** Exercise description **
What tax revenue target has the Pakistani government set for FY24, according to the article on Pakistan's budget and the IMF program?

** Excerpt provided **
|---|

Pakistan Contemplates Exiting IMF Program And Pursuing New Program After Budget

Pakistan Contemplates Exiting IMF Program And Pursuing New Program After Budget
The Pakistani government is gearing up to present the federal budget for the fiscal year 2024, with a focus on debt servicing due to current economic concerns. To address the significant expenses, the government has set an ambitious target of Rs 9.2 trillion in tax revenue for FY24, representing a 20% YoY growth from the FY23 budget. However, there has been some volatility leading up to the budget presentation.

Recently, Prime Minister Shehbaz Sharif contacted IMF Managing Director Kristalina Georgieva to revive the $6.5 billion bailout package. Just two days after the PM established contact, the IMF Mission Chief to Pakistan, Nathan Porter, expressed concern about the political uncertainty in the country. This statement drew criticism from government officials, with Minister of State for Finance Aisha Ghaus Pasha lashing out at the Fund for meddling in Pakistan's internal matters. She also indicated that the government has a “Plan B” in case the IMF deal does not materialize.

The Fund, amongst other things, has asked the country to fix the currency market and close the gap between the interbank and open market rate. “The rupee has slid more than 20% this year after Pakistan officials loosened their control on the currency in January to help secure the IMF loan. The rupee has stabilized since then and traded near 285 rupees per dollar in May. It has seen a gap of almost 8% emerge between the official rate and the one seen at money changers,” reported Bloomberg.

However, a couple of days later the government did manage to close the gap between the two rates by easing demand pressure from the open market and allowing the price of the dollar in retail to come down.

As per Dawn, “the rise in the value of the rupee in the open market came after the State Bank of Pakistan (SBP) allowed banks to acquire US dollars from the interbank market for the settlement of card-based cross-border transactions with the International Payment System.”

Experts have noted that banks are only allowed to carry out these trades until July 31st, 2023, which may present a buying opportunity for money exchangers who could sit on the dollar and wait for the rate to increase again.

Source: Bloomberg News

Meanwhile, the Finance Minister, Ishaq Dar, is adamant that he has everything under control and that Pakistan is out of troubled waters.

|---|

** Dataset extract **
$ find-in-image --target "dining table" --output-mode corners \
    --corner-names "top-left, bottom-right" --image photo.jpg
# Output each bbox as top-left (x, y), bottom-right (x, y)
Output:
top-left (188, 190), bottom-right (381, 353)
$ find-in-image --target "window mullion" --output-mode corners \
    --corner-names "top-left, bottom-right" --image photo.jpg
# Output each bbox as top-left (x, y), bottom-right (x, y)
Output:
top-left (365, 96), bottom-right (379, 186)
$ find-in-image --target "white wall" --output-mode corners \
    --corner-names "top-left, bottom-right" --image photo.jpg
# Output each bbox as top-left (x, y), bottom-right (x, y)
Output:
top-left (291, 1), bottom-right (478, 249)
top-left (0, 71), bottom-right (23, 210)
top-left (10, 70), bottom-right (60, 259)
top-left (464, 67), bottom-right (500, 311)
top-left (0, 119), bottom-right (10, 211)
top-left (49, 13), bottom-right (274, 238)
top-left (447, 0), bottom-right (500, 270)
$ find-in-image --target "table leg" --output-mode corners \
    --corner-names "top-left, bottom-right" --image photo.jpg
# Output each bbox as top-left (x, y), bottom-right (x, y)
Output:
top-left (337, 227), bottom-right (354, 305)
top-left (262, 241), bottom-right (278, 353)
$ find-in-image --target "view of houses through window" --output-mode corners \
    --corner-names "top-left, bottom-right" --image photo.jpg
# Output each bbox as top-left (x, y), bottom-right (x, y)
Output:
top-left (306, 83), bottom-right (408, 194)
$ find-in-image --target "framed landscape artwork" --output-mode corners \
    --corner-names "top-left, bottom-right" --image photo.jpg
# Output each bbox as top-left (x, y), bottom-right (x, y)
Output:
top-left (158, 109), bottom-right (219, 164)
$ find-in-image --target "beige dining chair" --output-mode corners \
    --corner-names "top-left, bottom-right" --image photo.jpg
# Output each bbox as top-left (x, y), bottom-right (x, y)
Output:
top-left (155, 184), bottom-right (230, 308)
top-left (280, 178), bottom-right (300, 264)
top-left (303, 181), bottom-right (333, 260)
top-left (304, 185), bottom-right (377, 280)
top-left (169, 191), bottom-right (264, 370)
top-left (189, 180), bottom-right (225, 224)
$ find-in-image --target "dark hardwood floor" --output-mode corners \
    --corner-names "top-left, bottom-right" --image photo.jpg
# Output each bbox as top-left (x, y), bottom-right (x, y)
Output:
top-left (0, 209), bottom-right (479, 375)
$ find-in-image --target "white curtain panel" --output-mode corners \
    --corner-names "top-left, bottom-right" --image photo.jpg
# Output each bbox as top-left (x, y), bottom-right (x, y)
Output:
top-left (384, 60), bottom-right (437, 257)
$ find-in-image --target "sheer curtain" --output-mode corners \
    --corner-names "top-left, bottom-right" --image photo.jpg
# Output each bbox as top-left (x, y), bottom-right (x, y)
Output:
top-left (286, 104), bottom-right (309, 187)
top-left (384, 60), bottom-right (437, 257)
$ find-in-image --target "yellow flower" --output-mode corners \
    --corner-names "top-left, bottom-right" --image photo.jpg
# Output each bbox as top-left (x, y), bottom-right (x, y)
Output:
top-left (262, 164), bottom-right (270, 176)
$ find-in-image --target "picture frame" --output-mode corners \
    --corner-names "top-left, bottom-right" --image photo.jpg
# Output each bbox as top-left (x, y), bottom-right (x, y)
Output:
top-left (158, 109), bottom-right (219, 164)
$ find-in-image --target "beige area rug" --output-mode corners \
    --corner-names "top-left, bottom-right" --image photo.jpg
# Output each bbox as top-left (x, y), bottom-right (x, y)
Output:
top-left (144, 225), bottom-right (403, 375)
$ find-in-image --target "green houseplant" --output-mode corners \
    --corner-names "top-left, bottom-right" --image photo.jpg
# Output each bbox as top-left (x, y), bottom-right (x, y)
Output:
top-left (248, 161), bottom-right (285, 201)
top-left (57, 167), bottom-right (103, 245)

|---|

** Expected answer **
Rs 9.2 trillion, a 20% year-over-year increase from the FY23 budget.